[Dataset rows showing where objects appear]
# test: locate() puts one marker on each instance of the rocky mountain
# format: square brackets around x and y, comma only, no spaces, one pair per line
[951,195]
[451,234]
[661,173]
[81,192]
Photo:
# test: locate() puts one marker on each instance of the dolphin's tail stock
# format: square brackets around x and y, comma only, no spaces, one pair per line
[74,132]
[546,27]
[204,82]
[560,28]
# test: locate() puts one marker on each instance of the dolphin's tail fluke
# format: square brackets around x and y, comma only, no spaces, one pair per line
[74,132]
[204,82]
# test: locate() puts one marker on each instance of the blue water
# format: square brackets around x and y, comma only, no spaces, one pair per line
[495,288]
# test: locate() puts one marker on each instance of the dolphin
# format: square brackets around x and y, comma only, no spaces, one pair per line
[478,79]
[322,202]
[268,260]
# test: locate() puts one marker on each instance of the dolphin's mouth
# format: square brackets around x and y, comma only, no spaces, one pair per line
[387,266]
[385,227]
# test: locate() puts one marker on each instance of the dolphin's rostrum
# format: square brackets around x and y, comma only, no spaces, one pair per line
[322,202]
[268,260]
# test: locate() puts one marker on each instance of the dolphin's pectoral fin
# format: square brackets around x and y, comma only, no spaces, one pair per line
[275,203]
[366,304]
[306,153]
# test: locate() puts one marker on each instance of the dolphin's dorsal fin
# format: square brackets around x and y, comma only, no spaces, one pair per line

**BRIEF:** Reproduce every item above line for line, without changing any character.

**COMPLETED EXERCISE:**
# test: locate() puts one marker on each instance of the rocky mountain
# format: square brackets around x and y, comma only, no spaces, one pair per line
[951,195]
[451,234]
[661,173]
[81,192]
Photo:
# test: locate() puts one marker on each instance of the dolphin's tail stock
# format: square brackets around x and y, comma only, no spaces, one pair per line
[74,132]
[546,27]
[204,82]
[560,28]
# test: locate() puts one marker on each instance of the dolphin's tail fluke
# format: square brackets around x and y, comma only, no spaces, one pair per line
[74,132]
[204,82]
# test: locate() puts one marker on each instance of the blue water
# format: square brackets around x and y, comma only, no spaces, one pair per line
[495,288]
# test: locate() puts one marker on each instance of the dolphin
# format: square brackets around x and y, comma only, no spaces, one pair per line
[478,79]
[322,202]
[268,260]
# test: locate() puts one marker on each instance of the dolphin's mouth
# format: square brackets around x and y, comma only, no spaces, one pair per line
[387,266]
[385,227]
# test: locate() puts one marker on each instance of the dolphin's rostrum
# format: square brackets around x and y, comma only, no spaces, one pair per line
[322,202]
[268,260]
# test: locate() puts one marker on each instance of the dolphin's pectoral fin
# format: square brackets around x and y, comma only, no spaces, one pair per line
[275,203]
[366,304]
[306,153]
# test: locate() puts one marker on each instance of the dolphin's dorsal fin
# format: square brackets around x and y, comma only, no spaces, one pair per line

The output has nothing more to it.